|A Cream Legbar hen sits tight.|
All the poultry are laying eggs in abundance at the moment. We're getting plenty of chicken eggs, duck eggs, our first Muscovy eggs and three or four goose eggs a day. We really can't keep on top of them, despite Sue's best cake making efforts - they make delightfully light sponges.
I've managed to sell a few to people for hatching out, but we have no plans to hatch more geese at the moment. Instead it's giant fried eggs and boiled eggs like you've never seen before.
|That's either a giant egg or a tiny woman.|
But I've something even more exciting to report today. Our stag turkey has been strutting his stuff for a good couple of months now. He inflates himself and rustles his feathers like a giant pompous pom pom, huffs and puffs and even sometimes does a little dance. It really is quite an effort, but all to no avail.
For this year we have kept our stag well away from our turkey hen. This is because we wanted to cross her with one of our ganders.
This is a relatively new innovation and the resultant hybrid birds are known as gookeys. They are, apparently, much friendlier than geese but the meat is not so dry as turkey meat can be. It is slightly more gamey. I've never had the chance to try it, so thought that this coming Winter Solstice we'd give it a try for our celebration meal.
..............................
◆ **Written task 1**
In one to three sentences, explain why the stag turkey has been kept away from the turkey hen this year, according to the poultry text.
◆ **Written task 2**
Copy the poultry text from "I've managed to" up to and including "of our ganders.".
The material after this point is separate from the poultry text.

◆ **Dataset content**
..............................
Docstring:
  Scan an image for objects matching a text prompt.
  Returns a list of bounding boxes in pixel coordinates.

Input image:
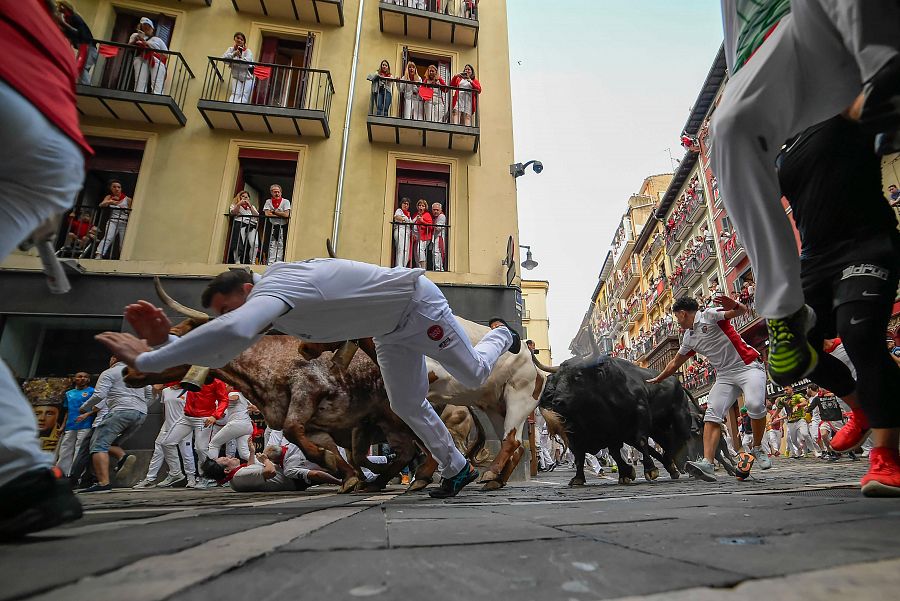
..............................
◆ **Exercise response 1**
The stag turkey has been kept well away from the turkey hen because the keepers want to cross her with one of their ganders. The resulting hybrid birds are called gookeys.

◆ **Exercise response 2**
I've managed to sell a few to people for hatching out, but we have no plans to hatch more geese at the moment. Instead it's giant fried eggs and boiled eggs like you've never seen before.
|That's either a giant egg or a tiny woman.|
But I've something even more exciting to report today. Our stag turkey has been strutting his stuff for a good couple of months now. He inflates himself and rustles his feathers like a giant pompous pom pom, huffs and puffs and even sometimes does a little dance. It really is quite an effort, but all to no avail.
For this year we have kept our stag well away from our turkey hen. This is because we wanted to cross her with one of our ganders.